What to produce >>
Each entry is to be repeated word for word, and the images are to be dropped.

(Saved entries)
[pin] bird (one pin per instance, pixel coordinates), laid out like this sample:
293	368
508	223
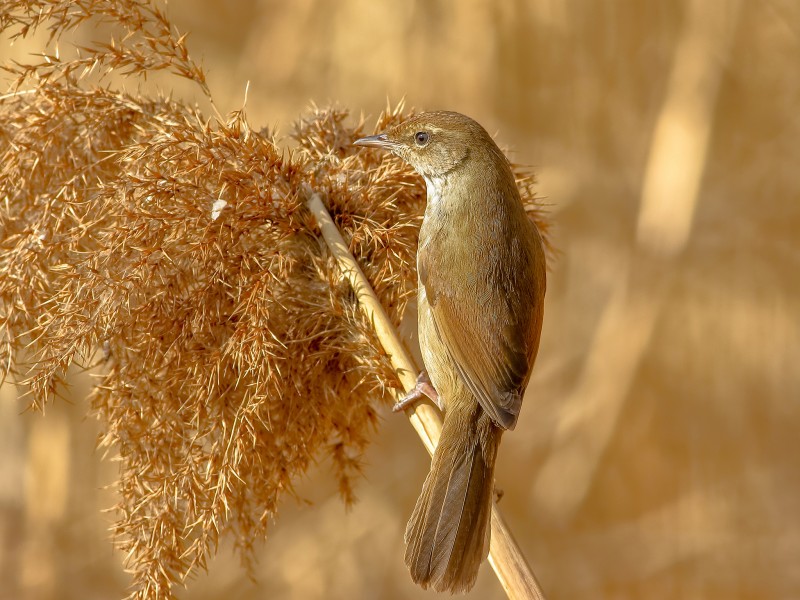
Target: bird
481	272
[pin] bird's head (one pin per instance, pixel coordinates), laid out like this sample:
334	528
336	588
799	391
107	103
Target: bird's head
436	143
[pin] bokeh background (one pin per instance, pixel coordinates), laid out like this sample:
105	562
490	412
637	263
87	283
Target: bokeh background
657	451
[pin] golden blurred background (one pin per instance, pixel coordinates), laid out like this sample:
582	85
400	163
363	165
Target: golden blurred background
657	451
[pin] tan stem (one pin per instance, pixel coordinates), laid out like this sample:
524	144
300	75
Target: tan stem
505	556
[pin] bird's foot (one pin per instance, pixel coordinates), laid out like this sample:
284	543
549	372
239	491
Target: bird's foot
424	388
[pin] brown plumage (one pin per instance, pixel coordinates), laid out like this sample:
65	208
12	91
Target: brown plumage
481	268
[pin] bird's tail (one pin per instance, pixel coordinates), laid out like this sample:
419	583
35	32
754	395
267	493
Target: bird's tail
447	536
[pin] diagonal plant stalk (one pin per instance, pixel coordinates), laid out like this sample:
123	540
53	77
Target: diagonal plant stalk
505	556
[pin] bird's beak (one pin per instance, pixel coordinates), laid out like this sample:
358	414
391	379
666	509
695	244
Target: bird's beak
376	141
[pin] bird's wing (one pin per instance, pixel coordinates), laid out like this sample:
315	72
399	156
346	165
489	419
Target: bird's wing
492	350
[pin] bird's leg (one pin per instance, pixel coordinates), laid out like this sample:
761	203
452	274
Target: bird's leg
424	387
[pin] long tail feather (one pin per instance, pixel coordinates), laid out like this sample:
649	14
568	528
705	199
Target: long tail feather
448	534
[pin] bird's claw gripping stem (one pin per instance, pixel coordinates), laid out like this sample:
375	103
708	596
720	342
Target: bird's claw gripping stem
424	388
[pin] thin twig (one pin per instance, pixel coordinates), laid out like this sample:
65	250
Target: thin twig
505	556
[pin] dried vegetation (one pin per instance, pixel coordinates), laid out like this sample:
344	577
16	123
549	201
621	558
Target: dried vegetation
173	252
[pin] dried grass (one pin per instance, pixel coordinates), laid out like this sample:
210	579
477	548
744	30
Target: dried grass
174	252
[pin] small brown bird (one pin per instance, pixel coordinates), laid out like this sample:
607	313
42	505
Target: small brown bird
481	270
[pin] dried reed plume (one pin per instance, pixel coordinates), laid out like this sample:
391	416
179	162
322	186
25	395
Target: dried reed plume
176	252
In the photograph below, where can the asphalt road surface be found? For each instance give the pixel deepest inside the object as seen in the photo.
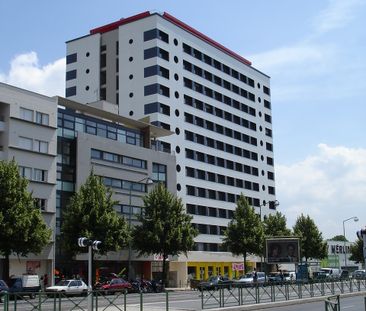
(178, 301)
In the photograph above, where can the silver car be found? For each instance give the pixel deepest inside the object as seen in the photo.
(247, 279)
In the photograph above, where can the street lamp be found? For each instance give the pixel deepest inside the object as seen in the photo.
(272, 204)
(148, 181)
(355, 219)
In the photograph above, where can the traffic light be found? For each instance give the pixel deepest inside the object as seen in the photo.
(83, 242)
(96, 244)
(361, 233)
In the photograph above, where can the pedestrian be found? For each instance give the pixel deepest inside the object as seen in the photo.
(45, 280)
(255, 276)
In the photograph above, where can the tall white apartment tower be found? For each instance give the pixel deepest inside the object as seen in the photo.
(155, 68)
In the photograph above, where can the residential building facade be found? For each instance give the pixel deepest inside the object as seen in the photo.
(28, 134)
(56, 143)
(153, 67)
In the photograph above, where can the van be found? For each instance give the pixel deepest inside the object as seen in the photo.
(26, 285)
(330, 273)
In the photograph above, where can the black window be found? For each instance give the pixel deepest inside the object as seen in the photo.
(269, 161)
(266, 90)
(156, 89)
(267, 104)
(156, 70)
(70, 91)
(267, 118)
(270, 175)
(72, 58)
(156, 52)
(71, 75)
(187, 49)
(151, 108)
(156, 34)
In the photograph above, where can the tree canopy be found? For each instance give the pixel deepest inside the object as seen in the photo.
(90, 214)
(311, 240)
(339, 238)
(22, 227)
(165, 228)
(244, 234)
(356, 251)
(275, 225)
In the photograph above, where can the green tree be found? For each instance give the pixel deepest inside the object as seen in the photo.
(90, 214)
(244, 234)
(165, 228)
(275, 225)
(339, 238)
(311, 240)
(22, 227)
(356, 250)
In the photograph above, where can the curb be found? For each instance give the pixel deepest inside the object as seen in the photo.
(268, 305)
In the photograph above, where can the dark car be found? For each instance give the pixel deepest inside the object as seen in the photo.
(275, 278)
(24, 285)
(214, 282)
(116, 285)
(3, 288)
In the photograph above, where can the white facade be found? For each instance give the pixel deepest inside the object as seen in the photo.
(213, 99)
(28, 133)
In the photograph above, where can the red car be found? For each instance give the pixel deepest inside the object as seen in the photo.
(116, 285)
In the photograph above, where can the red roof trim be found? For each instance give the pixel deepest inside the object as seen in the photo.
(205, 38)
(123, 21)
(176, 22)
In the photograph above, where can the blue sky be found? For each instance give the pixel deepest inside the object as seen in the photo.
(314, 51)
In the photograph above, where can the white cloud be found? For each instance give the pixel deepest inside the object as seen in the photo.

Result >>
[pin] bird (one pin per instance, pixel coordinates), laid out like this sample:
293	368
508	223
Target: bird
481	272
[pin] bird's head (one pin per instance, pixel coordinates), laid out like this sample:
334	528
336	588
799	391
107	103
Target: bird's head
436	143
[pin] bokeh background (one pin per instance, pixel coordinates), laid out like this sample:
105	562
490	412
637	263
87	283
Target: bokeh background
657	451
[pin] golden blurred background (one pin per instance, pixel coordinates), laid out like this sample:
582	85
400	163
363	165
Target: golden blurred background
657	451
[pin] tan stem (one pin per instance, pixel coordinates), laid out like this sample:
524	144
300	75
Target: tan stem
505	556
[pin] bird's foot (one pin per instance, pixel coordinates), laid out like this sample:
284	543
549	372
239	491
Target: bird's foot
424	388
[pin] brown plumage (one pin per instance, pixel coordinates), laid out like this sample:
65	208
12	91
Target: brown plumage
481	268
[pin] bird's tail (one pin per instance, pixel coordinates), laid out like this sample:
419	583
35	32
754	395
267	493
Target: bird's tail
447	536
[pin] diagonal plant stalk (one pin per instance, pixel coordinates), laid out like this sample:
123	540
53	77
Target: diagonal plant stalk
505	556
[pin] bird's beak (one pin per instance, pixel coordinates), laid out like this sample:
358	414
391	379
666	509
695	244
Target: bird's beak
376	141
[pin] bird's wing (one pin per instance, pixel coordinates), laid out like this sample:
315	72
399	156
346	165
489	419
Target: bird's wing
492	350
[pin] bird's leg (one pin per instance, pixel coordinates), laid out like this sample:
761	203
452	274
Target: bird's leg
424	387
[pin] long tail feather (one pin per instance, pixel coordinates), laid out like this sample:
649	14
568	528
705	199
Target: long tail feather
448	534
[pin] bird's claw gripping stem (one pin per instance, pixel coordinates), laid out like this sample:
375	103
708	596
720	342
Target: bird's claw gripping stem
424	388
[pin] thin twig (one pin per instance, pixel coordinates), laid out like this sample:
65	250
Target: thin twig
505	556
[pin] dried vegetation (one pin per instance, pixel coordinates), laid out like this sample:
344	577
16	123
549	201
621	558
Target: dried vegetation
173	252
[pin] dried grass (one pin per instance, pixel coordinates), laid out like this sample:
210	579
477	548
744	30
Target: dried grass
174	252
[pin] small brown bird (one pin per instance, pixel coordinates), laid out like this sample:
607	313
42	505
Target: small brown bird
481	270
[pin] dried reed plume (one pin per instance, pixel coordinates), laid out like this sample:
391	416
179	162
322	186
25	395
Target: dried reed plume
176	252
In the photograph below, where can the asphalt road surface be found? For each instance give the pixel deepest inside the object as seen in the photo.
(178, 301)
In the photograph above, where can the silver car be found? For each instance give the pixel deepest inside the object as seen in the photo.
(247, 279)
In the photograph above, where can the street lamp be found? For each instance give the pixel deepest inside the object as seen in the photo.
(272, 204)
(148, 181)
(355, 219)
In the photograph above, where can the traffic light be found? For each instance give the pixel deepest inside the object as seen in the photo.
(83, 242)
(96, 244)
(361, 233)
In the photograph above, where can the pedestrian be found? For each instance give the pixel deepest inside the object as seen in the photo.
(45, 280)
(255, 276)
In the photograph above, where can the tall white apartment tower be found? For each instance give the pixel deepest inside the object as seen in the photo.
(155, 68)
In the photograph above, where can the residential building facade be found? For each instance give the pixel deepest inside the object as seen in the photo.
(28, 134)
(56, 143)
(153, 67)
In the photograph above, where can the van be found? For each instance give the pixel deepest inside the object as seen in the photo.
(26, 285)
(330, 273)
In the photograph above, where can the black window be found? For each instance give the pixel deepest inside the object as seen in the photo.
(269, 161)
(266, 90)
(156, 89)
(267, 104)
(156, 70)
(70, 91)
(267, 118)
(270, 175)
(72, 58)
(156, 52)
(71, 75)
(187, 49)
(151, 108)
(156, 34)
In the photograph above, where can the tree canopy be found? For each instance give the pixel deepest inside the object as seen in the photo.
(90, 214)
(311, 240)
(339, 238)
(22, 227)
(165, 228)
(244, 234)
(356, 251)
(275, 225)
In the photograph above, where can the green tree be found? For each instance give the pixel deepest inside the object as seen in the photo.
(90, 214)
(244, 234)
(165, 228)
(275, 225)
(339, 238)
(311, 240)
(22, 227)
(356, 250)
In the photograph above, where can the curb be found? For each instance give the pixel deepest inside the object as seen in the photo.
(268, 305)
In the photograph above, where can the dark car be found? For each instance give the pixel deepest inside the object as seen in the photo.
(275, 278)
(24, 285)
(214, 282)
(116, 285)
(3, 288)
In the photograph above, where can the white facade be found? For each instance give the pixel deepest inside the object as seen in the photo.
(213, 99)
(28, 133)
In the photograph above, where can the red car be found? For each instance give the pixel deepest inside the object as seen in the photo.
(116, 285)
In the photograph above, where can the red roof trim be found? For each instance give the pixel deepest inside the object as seen in the photo.
(205, 38)
(123, 21)
(176, 22)
In the photograph above, where can the blue sky be found? For each instance give the pixel deepest inside the object as seen in the photo.
(314, 51)
In the photograph above, where can the white cloud be found? For each instance give the pixel deepest inside the object as seen in the photo.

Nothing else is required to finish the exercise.